[Stored data entries]

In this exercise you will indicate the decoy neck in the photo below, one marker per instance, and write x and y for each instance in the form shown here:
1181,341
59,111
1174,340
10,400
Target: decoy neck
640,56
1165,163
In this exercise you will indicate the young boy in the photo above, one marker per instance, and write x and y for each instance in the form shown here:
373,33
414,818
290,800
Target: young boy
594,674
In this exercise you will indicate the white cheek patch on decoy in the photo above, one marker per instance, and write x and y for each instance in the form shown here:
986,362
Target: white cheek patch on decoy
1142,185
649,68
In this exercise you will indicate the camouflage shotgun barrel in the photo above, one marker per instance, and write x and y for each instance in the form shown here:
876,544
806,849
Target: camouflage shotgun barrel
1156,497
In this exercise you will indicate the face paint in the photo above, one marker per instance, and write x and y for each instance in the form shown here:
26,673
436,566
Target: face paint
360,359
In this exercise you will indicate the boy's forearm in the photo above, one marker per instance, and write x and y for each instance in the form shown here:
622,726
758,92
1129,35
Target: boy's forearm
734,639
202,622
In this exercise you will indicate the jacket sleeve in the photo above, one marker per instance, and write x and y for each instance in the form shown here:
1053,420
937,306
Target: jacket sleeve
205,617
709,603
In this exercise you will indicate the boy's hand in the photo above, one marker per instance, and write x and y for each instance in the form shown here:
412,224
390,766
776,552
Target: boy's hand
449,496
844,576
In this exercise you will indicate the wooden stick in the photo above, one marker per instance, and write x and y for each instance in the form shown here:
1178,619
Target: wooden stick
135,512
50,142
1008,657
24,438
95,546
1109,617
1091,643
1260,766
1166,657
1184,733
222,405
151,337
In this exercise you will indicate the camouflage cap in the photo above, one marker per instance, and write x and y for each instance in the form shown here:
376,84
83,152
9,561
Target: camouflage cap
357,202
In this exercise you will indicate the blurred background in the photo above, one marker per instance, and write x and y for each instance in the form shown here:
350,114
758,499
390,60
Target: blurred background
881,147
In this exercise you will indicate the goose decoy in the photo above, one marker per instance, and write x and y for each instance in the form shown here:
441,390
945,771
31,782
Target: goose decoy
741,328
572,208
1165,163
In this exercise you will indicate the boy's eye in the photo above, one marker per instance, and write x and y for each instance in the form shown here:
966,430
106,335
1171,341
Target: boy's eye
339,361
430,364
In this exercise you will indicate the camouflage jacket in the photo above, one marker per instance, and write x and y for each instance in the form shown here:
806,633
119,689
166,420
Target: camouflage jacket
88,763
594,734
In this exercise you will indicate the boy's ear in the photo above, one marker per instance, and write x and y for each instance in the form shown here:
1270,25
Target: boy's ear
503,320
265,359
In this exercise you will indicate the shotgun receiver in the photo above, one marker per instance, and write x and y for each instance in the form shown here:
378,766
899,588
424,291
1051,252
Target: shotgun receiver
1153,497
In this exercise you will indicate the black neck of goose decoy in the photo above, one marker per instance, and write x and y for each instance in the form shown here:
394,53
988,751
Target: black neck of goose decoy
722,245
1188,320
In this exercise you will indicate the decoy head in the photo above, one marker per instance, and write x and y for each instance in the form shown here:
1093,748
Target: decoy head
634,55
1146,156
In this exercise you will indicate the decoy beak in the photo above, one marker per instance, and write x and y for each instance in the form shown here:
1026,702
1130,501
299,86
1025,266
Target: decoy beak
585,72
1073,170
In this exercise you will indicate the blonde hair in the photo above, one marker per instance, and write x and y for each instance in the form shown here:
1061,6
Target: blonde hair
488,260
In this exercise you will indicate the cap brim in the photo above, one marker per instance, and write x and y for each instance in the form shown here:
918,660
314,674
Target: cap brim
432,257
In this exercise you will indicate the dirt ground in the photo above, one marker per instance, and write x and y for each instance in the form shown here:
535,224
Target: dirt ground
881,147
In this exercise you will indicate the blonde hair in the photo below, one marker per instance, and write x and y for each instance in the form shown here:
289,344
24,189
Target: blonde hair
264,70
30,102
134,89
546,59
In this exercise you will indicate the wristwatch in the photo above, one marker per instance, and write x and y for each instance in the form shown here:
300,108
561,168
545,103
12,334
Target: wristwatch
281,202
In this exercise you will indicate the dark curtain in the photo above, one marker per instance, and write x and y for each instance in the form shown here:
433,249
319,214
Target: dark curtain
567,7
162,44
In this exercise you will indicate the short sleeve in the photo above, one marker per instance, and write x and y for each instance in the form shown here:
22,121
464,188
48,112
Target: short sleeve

YOUR OBJECTIVE: Extract each entry in full and write it down exactly.

SOLUTION TO THIS TASK:
In this exercise you will indicate the decoy neck in the photo below, one marker per instance, and write x and y for each instance in the form shown here:
1181,341
59,111
1174,340
10,400
Target: decoy neck
640,56
1165,163
In this exercise you will indicate the young boy in the photo above, one marker per instance, and write x and y for each instance in the form shown here:
373,33
414,818
290,800
Target: young boy
594,674
In this exercise you will indicate the white cheek patch on decoy in the photo above, one marker per instance, and write x and y for each instance in the form shown here:
986,362
Target: white cheek patch on decoy
1142,185
649,68
In this exercise you will indicate the camouflage shotgun barrel in the photo above, one marker per instance, and write x and y for each instance in the form shown here:
876,544
806,849
Target: camouflage shotgun barrel
1156,497
In this exercise you will indicate the face paint in the photo above, one marker per instance, and write x and y for each instance in the form shown here:
26,673
436,566
Target: face paint
360,359
In this exercise you will indicate the boy's forearm in the photo above, one marker per instance, and write x and y for each instance in the form shown here:
622,726
758,92
1129,35
Target: boy's forearm
734,639
202,622
In this exercise you will indicate the jacket sleeve in the photo above, one marker per instance, and write x and y for each instance in the form shown here:
1053,420
937,306
Target: jacket sleeve
205,617
709,603
In this exercise you will indicate the boy's hand in the photo above, one marker per instance, and write x and y for each instance in the form shown here:
412,224
390,766
776,552
Target: boy's hand
449,496
844,576
In this exercise you will indicate the wooden stick in the photo above, one marker per instance, and write x and y for each instance in the form shown here:
1178,619
Target: wooden stick
135,512
50,142
1008,657
24,438
95,546
1109,617
1091,643
1260,766
1166,657
1184,733
222,405
151,337
In this exercise you will indicate the camouflage cap in the photo above, one marker per instance, and write x and y for each instance in the form shown here:
376,84
83,152
9,561
Target: camouflage cap
357,202
In this exercise you will indicate the blurred background in the photo above, one marker per instance, and write x and y for each instance in the form shown here:
350,114
758,499
390,60
Target: blurred background
881,147
In this exercise you will indicate the goose decoy in the photo above, one marker per instance, and write x and y for each instance in the form shown here:
441,390
945,771
31,782
Target: goose decoy
741,328
572,208
1165,163
In this exercise you will indicate the boy's eye in the photo above, one marker per instance, and write x and y for each instance in the form shown here:
966,430
106,335
1171,341
Target: boy's eye
339,361
430,364
In this exercise you will indicate the camouflage jacket in the photo above, one marker per instance, and write x and y for each instance in the form shown here:
806,633
119,689
166,420
Target: camouflage jacket
88,763
594,734
In this exercise you will indicate the boy's ear in the photo above, one marker per instance, and write x and y for each instance in the form shown here:
1270,25
Target: boy's ear
503,320
265,359
In this exercise you will indicate the shotgun receiver in the photo above, one marker per instance, and write x and y for each instance in the form shown here:
378,766
899,588
424,291
1051,252
Target: shotgun receiver
1153,497
In this exercise you will indicate the black neck of goose decoy in the photo above, one marker per instance, and write x and y for each instance in the form shown here:
394,53
988,751
Target: black neck of goose decoy
722,245
1188,320
In this exercise you will indicate the decoy head in the photo above, one marker per instance, and write x and y for each instance in the form shown here:
1093,748
Target: decoy head
634,55
1146,156
In this exercise you will indicate the decoy beak in the photo above, one marker per instance, and write x and y for each instance in the form shown here:
1026,702
1130,501
299,86
1025,266
Target: decoy beak
585,72
1073,170
In this exercise you will indicate the blonde hair in the photo above, one marker per instance, and write x and y for each instance in the form shown here:
1061,6
Target: blonde hair
488,260
In this exercise you will indicate the cap brim in the photo above, one marker per instance, and write x and y for each instance in the form shown here:
918,660
314,674
Target: cap brim
432,257
In this exercise you will indicate the dirt ground in the photo above, one marker per instance, and write x and y for each instance in the form shown here:
535,224
Target: dirt ground
881,147
In this exercise you will indicate the blonde hair in the photo below, one marker per instance, and write x and y for each instance in the form shown here:
289,344
24,189
Target: blonde hair
264,70
30,102
134,89
546,59
In this exercise you will indicate the wristwatch in the photo above, one marker per instance, and write x and y for each instance in the form shown here:
300,108
561,168
545,103
12,334
Target: wristwatch
281,202
In this exercise you will indicate the dark curtain in the photo above, one marker per instance, and write x and y for each instance in the form shown here:
433,249
319,214
Target: dark curtain
567,7
162,44
In this exercise you will indicate the short sleeve in the photo above, one marker per instance, and write x and y for each instance in the form shown here:
22,121
464,188
48,112
Target: short sleeve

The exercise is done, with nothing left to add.